### WHAT IS ASKED
A – Answer these from the text on US police ranks:
(i) The uniform insignia system is based on that of which two military branches?
(ii) How are sheriffs in the United States usually chosen?
(iii) In New York City, what do assistant chiefs head?
B – Reproduce the text on US police ranks word for word, everything from "The United States police-rank" down to "an officer's seniority.".

>> BEGIN SOURCE EXTRACT

The United States police-rank model is generally quasi-military in structure. A uniform system of insignia based on that of the US Army and Marine Corps is used to help identify an officer's seniority.

Ranks
Although the large and varied number of federal, state, and local police and sheriff's departments have different ranks, a general model, from highest to lowest rank, would be:
 Chief of police/commissioner of police/superintendent/sheriff: The title commissioner of police is used mainly by large metropolitan departments, while chief of police is associated with small and medium-sized municipalities; both are typically appointed by a mayor or selected by the city council or commission. In some cities, "commissioner" is the member of the board of officials in charge of the department, while a "chief" is the top uniformed officer answering to the commissioner or commission. In very large departments, such as the New York City Police Department, there may be several non-police officer deputy and assistant commissioners, some of whom outrank the chief of department and others on par with the uniformed chief. There may be a chief of operations who is second in command to the top-ranking chief. In contrast, sheriffs in the United States are usually elected officials, one in each county, who head the sheriff's department (or sheriff's office).
 Assistant chief of police/Undersheriff/assistant commissioner/assistant superintendent: Only seen in some departments. In New York City, assistant chiefs head borough commands.

>> END SOURCE EXTRACT
>> BEGIN GIVEN MATERIAL

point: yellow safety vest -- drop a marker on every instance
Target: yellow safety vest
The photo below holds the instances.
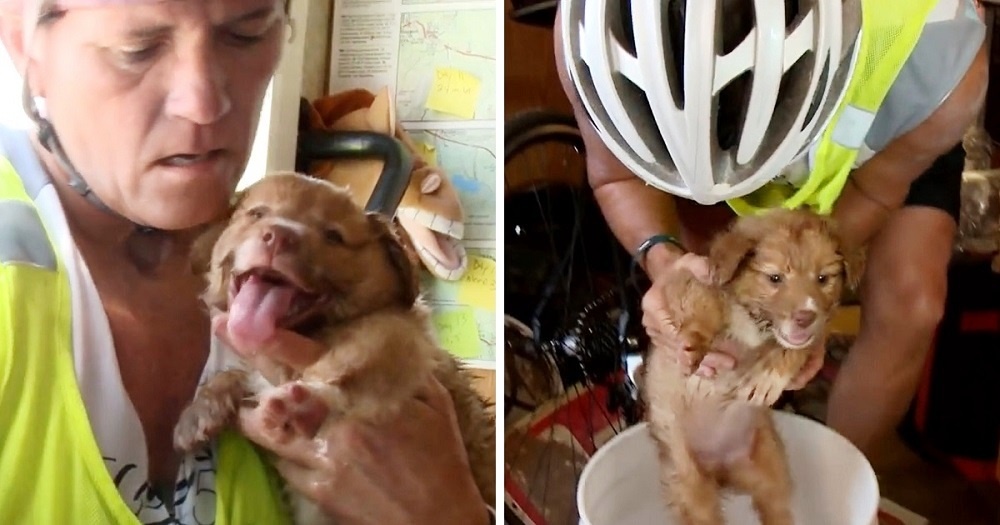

>> END GIVEN MATERIAL

### TASK RESPONSES
A –
(i) The US Army and Marine Corps
(ii) They are usually elected, one in each county.
(iii) Borough commands

B –
The United States police-rank model is generally quasi-military in structure. A uniform system of insignia based on that of the US Army and Marine Corps is used to help identify an officer's seniority.